[Provided passage — start]
But by the 1950s, this venerable tree went functionally extinct, culled by a deadly airborne fungal blight and lethal root rot. A new study out Thursday in the journal Science provides hope for its revitalization, finding that the genetic testing of individual trees can reveal which are most likely to resist disease and grow tall, thus shortening how long it takes to plant the next, more robust generation.
A smaller gap between generations means a faster path to lots of disease-resistant trees that will once again be able to compete for space in Eastern forests. The authors hope that can occur in the coming decades.
“What’s new here is the engine that we’re creating for restoration,” said Jared Westbrook, lead author and director of science at The American Chestnut Foundation, which wants to return the tree to its native range that once stretched from Maine to Mississippi.
The American chestnut, sometimes called the “redwood of the East,” can grow quickly and reach more than 100 feet, produce prodigious amounts of nutritious chestnuts and supply lumber favored for its straight grain and durability.
But it had little defense against foreign-introduced blight and root rot. Another type of chestnut, however, had evolved alongside those diseases. The Chinese chestnut had been introduced for its valuable nuts, and it could resist diseases. But it isn’t as tall or competitive in U.S. forests, nor has it served the same critical role supporting other species.
[Provided passage — finish]
Your assignment: Would you reproduce the chestnut article between "But by the 1950s, this" and "more robust generation.", inclusive, switching "genetic testing" to "DNA screening"? The data that comes next is separate material, unrelated to the chestnut article.
[Dataset content — start]
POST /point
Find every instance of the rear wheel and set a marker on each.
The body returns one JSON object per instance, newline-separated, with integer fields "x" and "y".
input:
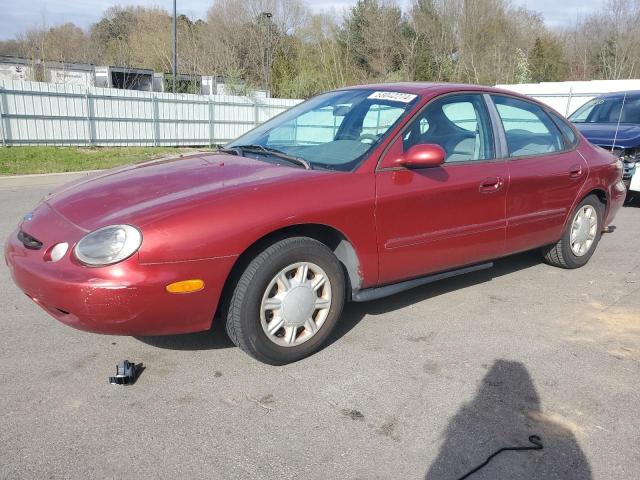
[Dataset content — finish]
Solution for this problem:
But by the 1950s, this venerable tree went functionally extinct, culled by a deadly airborne fungal blight and lethal root rot. A new study out Thursday in the journal Science provides hope for its revitalization, finding that the DNA screening of individual trees can reveal which are most likely to resist disease and grow tall, thus shortening how long it takes to plant the next, more robust generation.